Short exercise - Swap "roadside grass" for "tall grass" in the data between the lines holding "target: roadside grass" and "122 51 L 117", inclusive. Give those lines again with nothing else changed.

-- Material supplied start --

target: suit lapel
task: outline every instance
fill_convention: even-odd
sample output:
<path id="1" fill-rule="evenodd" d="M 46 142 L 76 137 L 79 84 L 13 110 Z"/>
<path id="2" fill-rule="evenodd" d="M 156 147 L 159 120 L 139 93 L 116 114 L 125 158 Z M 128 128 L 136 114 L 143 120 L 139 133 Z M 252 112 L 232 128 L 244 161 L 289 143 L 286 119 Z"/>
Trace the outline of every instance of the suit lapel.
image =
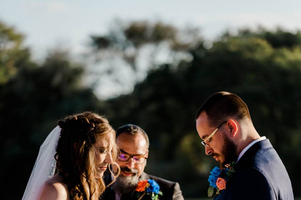
<path id="1" fill-rule="evenodd" d="M 243 155 L 236 163 L 235 168 L 238 169 L 249 166 L 252 162 L 251 158 L 260 149 L 272 148 L 268 139 L 266 139 L 256 142 L 252 145 Z"/>
<path id="2" fill-rule="evenodd" d="M 148 175 L 148 174 L 143 172 L 142 172 L 141 176 L 140 176 L 139 178 L 139 181 L 144 181 L 144 180 L 147 180 L 148 179 L 150 179 L 150 176 Z"/>

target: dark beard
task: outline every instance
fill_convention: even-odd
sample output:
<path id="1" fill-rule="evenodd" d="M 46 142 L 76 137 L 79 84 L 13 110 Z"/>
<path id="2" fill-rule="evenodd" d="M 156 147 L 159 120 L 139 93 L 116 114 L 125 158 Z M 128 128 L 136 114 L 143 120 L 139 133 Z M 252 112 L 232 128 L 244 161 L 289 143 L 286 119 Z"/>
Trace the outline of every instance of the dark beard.
<path id="1" fill-rule="evenodd" d="M 131 171 L 131 170 L 128 168 L 121 168 L 121 169 L 125 170 L 127 171 Z M 135 172 L 136 171 L 134 171 Z M 120 175 L 116 179 L 112 187 L 114 190 L 118 193 L 123 195 L 130 195 L 136 189 L 138 182 L 139 178 L 136 173 L 135 173 L 133 176 L 124 176 Z"/>
<path id="2" fill-rule="evenodd" d="M 226 134 L 223 134 L 223 136 L 224 143 L 222 153 L 224 159 L 223 162 L 219 163 L 219 164 L 221 167 L 224 168 L 225 164 L 231 163 L 237 158 L 236 150 L 237 145 L 228 138 Z"/>

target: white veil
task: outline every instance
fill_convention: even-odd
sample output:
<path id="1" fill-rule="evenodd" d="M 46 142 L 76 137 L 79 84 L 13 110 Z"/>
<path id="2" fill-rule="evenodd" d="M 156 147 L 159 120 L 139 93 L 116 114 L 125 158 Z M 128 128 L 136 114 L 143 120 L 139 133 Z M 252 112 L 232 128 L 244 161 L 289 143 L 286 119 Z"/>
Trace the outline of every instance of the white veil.
<path id="1" fill-rule="evenodd" d="M 39 199 L 45 181 L 54 175 L 56 164 L 54 155 L 61 130 L 57 126 L 42 144 L 22 200 Z"/>

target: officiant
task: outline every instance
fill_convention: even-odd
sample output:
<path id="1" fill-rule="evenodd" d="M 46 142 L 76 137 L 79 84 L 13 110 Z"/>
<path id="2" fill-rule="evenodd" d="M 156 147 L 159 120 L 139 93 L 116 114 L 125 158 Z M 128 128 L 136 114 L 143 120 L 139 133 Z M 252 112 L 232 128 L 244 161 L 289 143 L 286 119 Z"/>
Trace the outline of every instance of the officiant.
<path id="1" fill-rule="evenodd" d="M 180 186 L 144 172 L 148 158 L 149 141 L 145 132 L 135 125 L 127 124 L 117 131 L 116 142 L 120 153 L 117 162 L 120 173 L 114 184 L 106 189 L 103 199 L 151 199 L 156 196 L 161 200 L 184 199 Z M 109 175 L 105 177 L 111 182 Z"/>

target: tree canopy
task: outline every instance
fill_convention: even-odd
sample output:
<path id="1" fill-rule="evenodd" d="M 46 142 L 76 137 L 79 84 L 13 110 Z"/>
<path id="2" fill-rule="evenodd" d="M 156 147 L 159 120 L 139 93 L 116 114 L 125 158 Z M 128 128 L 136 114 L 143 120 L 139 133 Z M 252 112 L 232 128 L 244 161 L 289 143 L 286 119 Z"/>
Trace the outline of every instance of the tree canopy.
<path id="1" fill-rule="evenodd" d="M 126 64 L 112 62 L 115 70 L 106 74 L 135 79 L 135 86 L 129 93 L 101 100 L 82 81 L 91 68 L 57 51 L 37 63 L 23 47 L 22 34 L 0 23 L 2 167 L 9 172 L 1 175 L 8 182 L 5 198 L 22 196 L 39 147 L 56 121 L 87 110 L 108 116 L 115 129 L 127 123 L 141 127 L 150 142 L 146 171 L 178 182 L 185 197 L 205 197 L 209 172 L 218 164 L 205 155 L 195 115 L 209 96 L 220 91 L 235 93 L 246 102 L 255 128 L 270 139 L 287 169 L 294 195 L 301 196 L 295 189 L 301 186 L 295 167 L 301 161 L 300 32 L 242 29 L 226 32 L 209 46 L 197 29 L 185 35 L 187 30 L 145 21 L 119 27 L 92 38 L 92 54 L 101 62 L 107 56 L 124 61 Z M 170 59 L 139 62 L 144 48 L 156 47 L 146 56 L 151 61 L 149 55 L 159 56 L 161 45 L 166 43 Z M 147 75 L 139 79 L 135 69 L 144 64 L 148 66 Z M 129 66 L 134 69 L 119 76 L 119 72 Z"/>

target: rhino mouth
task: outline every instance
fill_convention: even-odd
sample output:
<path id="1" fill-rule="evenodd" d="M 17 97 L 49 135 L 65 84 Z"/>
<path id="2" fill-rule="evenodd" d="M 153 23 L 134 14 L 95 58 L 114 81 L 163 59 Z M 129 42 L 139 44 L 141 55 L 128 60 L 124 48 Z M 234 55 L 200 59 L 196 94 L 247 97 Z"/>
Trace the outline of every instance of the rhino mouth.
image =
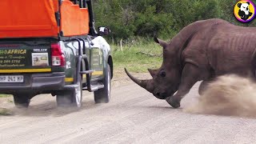
<path id="1" fill-rule="evenodd" d="M 154 94 L 154 96 L 156 97 L 158 99 L 166 99 L 167 97 L 171 97 L 174 95 L 174 92 L 170 92 L 170 94 L 168 93 L 164 92 L 164 93 L 155 93 Z"/>

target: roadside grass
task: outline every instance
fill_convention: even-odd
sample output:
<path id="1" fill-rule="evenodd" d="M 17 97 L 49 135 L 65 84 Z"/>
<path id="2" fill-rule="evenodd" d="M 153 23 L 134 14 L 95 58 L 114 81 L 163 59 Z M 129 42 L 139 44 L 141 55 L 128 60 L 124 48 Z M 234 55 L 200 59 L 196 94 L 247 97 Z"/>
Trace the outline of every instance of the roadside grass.
<path id="1" fill-rule="evenodd" d="M 122 51 L 117 45 L 112 45 L 111 48 L 114 70 L 124 70 L 126 67 L 131 72 L 147 72 L 148 68 L 158 69 L 162 65 L 162 49 L 154 42 L 124 46 Z"/>

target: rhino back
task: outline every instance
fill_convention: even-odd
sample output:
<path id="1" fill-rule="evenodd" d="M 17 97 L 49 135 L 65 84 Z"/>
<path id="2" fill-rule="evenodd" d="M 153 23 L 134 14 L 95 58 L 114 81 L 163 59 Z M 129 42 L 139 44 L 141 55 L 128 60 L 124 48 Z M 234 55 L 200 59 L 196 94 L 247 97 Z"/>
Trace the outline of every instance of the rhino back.
<path id="1" fill-rule="evenodd" d="M 217 75 L 247 74 L 256 48 L 256 28 L 219 26 L 207 47 L 209 64 Z"/>
<path id="2" fill-rule="evenodd" d="M 228 73 L 247 74 L 256 48 L 256 28 L 220 19 L 193 23 L 193 38 L 182 52 L 184 61 L 198 66 L 204 77 Z"/>

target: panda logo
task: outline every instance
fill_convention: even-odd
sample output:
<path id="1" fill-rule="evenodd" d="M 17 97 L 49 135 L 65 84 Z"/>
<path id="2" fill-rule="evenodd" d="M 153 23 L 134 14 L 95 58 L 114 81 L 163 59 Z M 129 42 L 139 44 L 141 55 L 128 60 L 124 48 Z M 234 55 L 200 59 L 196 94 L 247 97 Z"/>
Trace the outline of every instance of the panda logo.
<path id="1" fill-rule="evenodd" d="M 255 5 L 250 0 L 240 0 L 234 7 L 234 14 L 242 22 L 248 22 L 255 16 Z"/>
<path id="2" fill-rule="evenodd" d="M 240 8 L 238 15 L 240 16 L 241 19 L 246 21 L 253 13 L 250 12 L 250 2 L 247 2 L 246 3 L 238 3 L 238 6 Z"/>

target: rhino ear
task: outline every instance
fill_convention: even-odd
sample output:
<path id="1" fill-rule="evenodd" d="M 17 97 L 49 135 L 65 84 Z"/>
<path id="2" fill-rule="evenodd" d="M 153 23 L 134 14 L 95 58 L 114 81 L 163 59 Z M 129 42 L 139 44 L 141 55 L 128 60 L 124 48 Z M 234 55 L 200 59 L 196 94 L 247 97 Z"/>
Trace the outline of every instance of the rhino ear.
<path id="1" fill-rule="evenodd" d="M 159 45 L 162 46 L 163 48 L 165 48 L 167 46 L 167 42 L 156 37 L 154 37 L 154 41 L 157 43 L 159 43 Z"/>
<path id="2" fill-rule="evenodd" d="M 150 74 L 150 75 L 154 78 L 158 72 L 158 70 L 147 69 Z"/>

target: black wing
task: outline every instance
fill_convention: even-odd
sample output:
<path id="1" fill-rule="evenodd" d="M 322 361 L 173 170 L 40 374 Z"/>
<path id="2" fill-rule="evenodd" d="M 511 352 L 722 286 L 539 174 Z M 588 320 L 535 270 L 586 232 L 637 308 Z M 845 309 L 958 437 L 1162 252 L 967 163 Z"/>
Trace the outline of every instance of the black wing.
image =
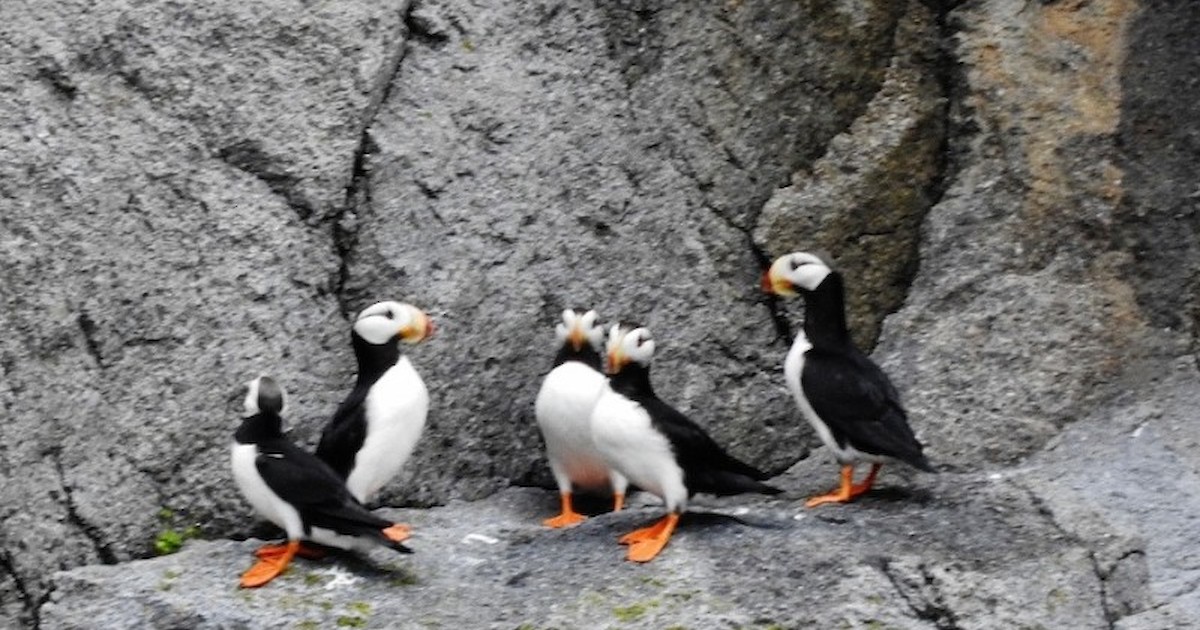
<path id="1" fill-rule="evenodd" d="M 829 427 L 838 444 L 848 442 L 863 452 L 895 457 L 932 472 L 922 454 L 924 448 L 908 427 L 895 388 L 862 353 L 809 350 L 804 355 L 800 384 L 812 410 Z"/>
<path id="2" fill-rule="evenodd" d="M 306 532 L 320 527 L 338 534 L 371 536 L 397 551 L 409 551 L 383 535 L 394 523 L 371 514 L 325 462 L 286 439 L 263 443 L 259 450 L 254 464 L 263 481 L 296 508 Z"/>
<path id="3" fill-rule="evenodd" d="M 656 396 L 637 401 L 650 415 L 654 427 L 667 437 L 676 460 L 684 472 L 689 492 L 738 494 L 763 492 L 774 494 L 778 488 L 762 484 L 769 475 L 742 462 L 725 451 L 690 418 Z"/>
<path id="4" fill-rule="evenodd" d="M 370 386 L 355 385 L 350 395 L 334 412 L 334 418 L 320 432 L 317 457 L 346 479 L 354 467 L 354 457 L 367 439 L 366 400 Z"/>

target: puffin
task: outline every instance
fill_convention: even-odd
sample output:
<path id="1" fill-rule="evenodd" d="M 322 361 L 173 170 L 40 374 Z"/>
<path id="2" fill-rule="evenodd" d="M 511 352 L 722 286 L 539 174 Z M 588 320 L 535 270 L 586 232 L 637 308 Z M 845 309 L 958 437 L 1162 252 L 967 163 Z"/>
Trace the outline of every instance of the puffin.
<path id="1" fill-rule="evenodd" d="M 762 482 L 766 473 L 727 454 L 700 425 L 654 394 L 653 358 L 654 338 L 647 328 L 614 324 L 606 347 L 608 385 L 592 412 L 592 436 L 608 466 L 661 498 L 666 508 L 661 520 L 619 539 L 629 545 L 626 558 L 637 563 L 662 551 L 697 492 L 781 492 Z"/>
<path id="2" fill-rule="evenodd" d="M 317 444 L 317 457 L 366 503 L 400 472 L 425 430 L 430 394 L 401 352 L 433 335 L 415 306 L 382 301 L 362 310 L 350 329 L 358 378 Z"/>
<path id="3" fill-rule="evenodd" d="M 383 545 L 412 553 L 403 545 L 407 526 L 368 511 L 325 462 L 283 437 L 283 389 L 271 377 L 246 384 L 245 415 L 230 451 L 233 478 L 254 511 L 287 534 L 287 542 L 266 545 L 258 562 L 241 575 L 241 587 L 260 587 L 306 556 L 302 540 L 325 545 Z"/>
<path id="4" fill-rule="evenodd" d="M 784 377 L 800 414 L 841 464 L 838 490 L 806 505 L 846 503 L 868 492 L 888 461 L 936 473 L 895 386 L 850 338 L 841 274 L 815 254 L 794 252 L 772 263 L 762 287 L 775 295 L 804 295 L 804 329 L 784 361 Z M 871 470 L 854 484 L 854 466 L 863 462 Z"/>
<path id="5" fill-rule="evenodd" d="M 608 380 L 600 365 L 604 328 L 590 310 L 568 308 L 562 318 L 554 328 L 559 346 L 554 366 L 542 380 L 534 403 L 562 504 L 558 516 L 542 521 L 551 528 L 570 527 L 587 518 L 571 506 L 571 491 L 576 486 L 608 485 L 613 511 L 620 511 L 629 486 L 620 473 L 608 467 L 592 440 L 592 409 Z"/>

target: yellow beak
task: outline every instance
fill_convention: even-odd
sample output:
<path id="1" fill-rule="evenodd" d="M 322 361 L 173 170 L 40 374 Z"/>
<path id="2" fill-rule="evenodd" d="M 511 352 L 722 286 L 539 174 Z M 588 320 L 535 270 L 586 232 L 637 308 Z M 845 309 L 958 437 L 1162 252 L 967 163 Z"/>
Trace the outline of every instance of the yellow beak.
<path id="1" fill-rule="evenodd" d="M 762 275 L 762 290 L 788 298 L 796 295 L 796 287 L 787 278 L 780 277 L 778 268 L 779 263 L 773 264 L 770 265 L 770 269 Z"/>
<path id="2" fill-rule="evenodd" d="M 588 341 L 587 335 L 583 334 L 583 326 L 578 324 L 572 325 L 568 341 L 571 342 L 571 347 L 575 348 L 575 352 L 580 352 L 580 349 L 583 348 L 583 344 Z"/>

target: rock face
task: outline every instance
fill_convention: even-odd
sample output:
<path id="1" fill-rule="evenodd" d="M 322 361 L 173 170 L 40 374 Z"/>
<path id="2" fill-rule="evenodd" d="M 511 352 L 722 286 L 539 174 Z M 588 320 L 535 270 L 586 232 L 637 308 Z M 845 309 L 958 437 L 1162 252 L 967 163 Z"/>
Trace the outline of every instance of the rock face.
<path id="1" fill-rule="evenodd" d="M 1200 10 L 677 5 L 0 4 L 0 616 L 1198 623 Z M 834 467 L 781 380 L 802 307 L 757 289 L 792 250 L 834 256 L 950 474 L 793 520 Z M 222 539 L 257 532 L 226 469 L 236 385 L 277 376 L 311 444 L 348 318 L 384 298 L 440 329 L 412 349 L 428 431 L 380 499 L 430 553 L 349 565 L 328 610 L 233 593 L 250 547 Z M 550 484 L 533 397 L 575 305 L 650 325 L 660 394 L 787 470 L 787 500 L 746 504 L 770 527 L 700 518 L 642 570 L 611 540 L 635 516 L 544 534 L 547 493 L 499 492 Z M 1168 475 L 1182 498 L 1140 497 Z M 216 541 L 126 564 L 192 523 Z M 328 586 L 301 582 L 278 590 Z M 434 608 L 460 590 L 486 614 Z"/>

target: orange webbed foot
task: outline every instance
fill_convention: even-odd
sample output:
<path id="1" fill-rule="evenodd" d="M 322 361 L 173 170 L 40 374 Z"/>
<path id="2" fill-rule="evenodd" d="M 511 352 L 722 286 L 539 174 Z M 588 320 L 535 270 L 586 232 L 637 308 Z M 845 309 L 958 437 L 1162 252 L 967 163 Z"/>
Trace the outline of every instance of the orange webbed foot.
<path id="1" fill-rule="evenodd" d="M 564 492 L 563 494 L 559 494 L 559 499 L 563 503 L 562 514 L 551 518 L 546 518 L 545 521 L 541 522 L 541 524 L 553 529 L 559 529 L 563 527 L 577 526 L 583 521 L 588 520 L 587 516 L 583 516 L 582 514 L 575 511 L 575 509 L 571 506 L 570 492 Z"/>
<path id="2" fill-rule="evenodd" d="M 281 553 L 284 553 L 288 548 L 287 542 L 282 545 L 263 545 L 254 551 L 254 557 L 259 559 L 274 558 Z M 308 560 L 319 560 L 325 557 L 325 550 L 320 547 L 314 547 L 312 545 L 300 544 L 300 548 L 295 553 L 300 558 Z"/>
<path id="3" fill-rule="evenodd" d="M 625 558 L 638 563 L 653 560 L 667 546 L 671 534 L 674 533 L 678 523 L 679 515 L 671 512 L 650 527 L 637 529 L 622 536 L 622 542 L 624 544 L 626 538 L 638 534 L 636 540 L 629 541 L 629 552 Z"/>
<path id="4" fill-rule="evenodd" d="M 878 474 L 878 472 L 880 464 L 871 464 L 871 472 L 866 475 L 866 479 L 864 479 L 862 484 L 854 484 L 854 467 L 842 466 L 841 486 L 828 494 L 820 494 L 810 498 L 804 502 L 804 506 L 816 508 L 817 505 L 824 505 L 826 503 L 847 503 L 850 499 L 871 490 L 871 486 L 875 484 L 875 475 Z"/>
<path id="5" fill-rule="evenodd" d="M 290 540 L 287 545 L 277 545 L 283 547 L 280 552 L 269 552 L 265 558 L 260 558 L 258 563 L 251 566 L 246 572 L 241 574 L 241 587 L 242 588 L 257 588 L 271 580 L 275 580 L 288 568 L 288 563 L 292 558 L 300 551 L 300 541 Z M 262 551 L 262 550 L 259 550 Z M 256 552 L 257 556 L 257 552 Z"/>
<path id="6" fill-rule="evenodd" d="M 383 535 L 392 542 L 403 542 L 413 538 L 413 528 L 404 523 L 395 523 L 383 530 Z"/>

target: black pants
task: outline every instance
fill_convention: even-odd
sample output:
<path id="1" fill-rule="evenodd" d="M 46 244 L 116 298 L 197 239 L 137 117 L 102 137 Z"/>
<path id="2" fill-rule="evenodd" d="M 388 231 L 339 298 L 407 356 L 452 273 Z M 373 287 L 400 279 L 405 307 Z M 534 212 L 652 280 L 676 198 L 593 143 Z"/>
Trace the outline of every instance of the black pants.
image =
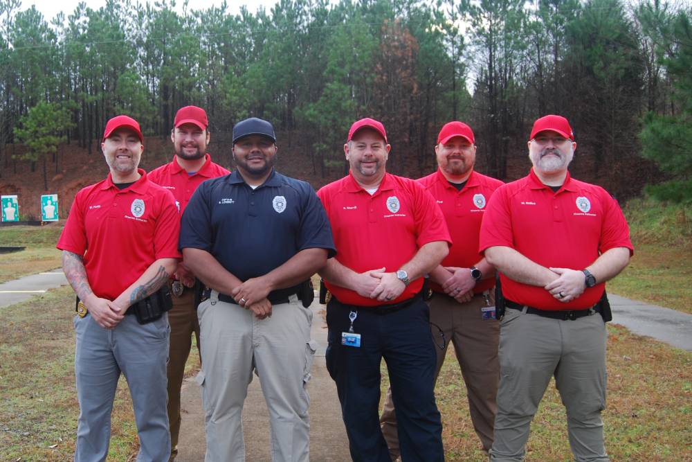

-- Material supplied end --

Response -
target: tall grass
task: outline every instance
fill_convention: even-odd
sample output:
<path id="1" fill-rule="evenodd" d="M 17 97 L 49 135 L 65 84 Z"/>
<path id="2" fill-rule="evenodd" d="M 153 23 L 134 14 L 95 58 L 114 81 L 163 59 Z M 129 42 L 139 44 L 141 55 L 128 60 L 124 48 Z M 234 55 L 200 59 L 196 94 L 247 97 Z"/>
Trace the outline of every instance of the tall grass.
<path id="1" fill-rule="evenodd" d="M 122 51 L 117 45 L 112 45 L 111 48 L 114 70 L 124 70 L 126 67 L 131 72 L 147 72 L 148 68 L 158 69 L 162 65 L 162 49 L 154 42 L 124 46 Z"/>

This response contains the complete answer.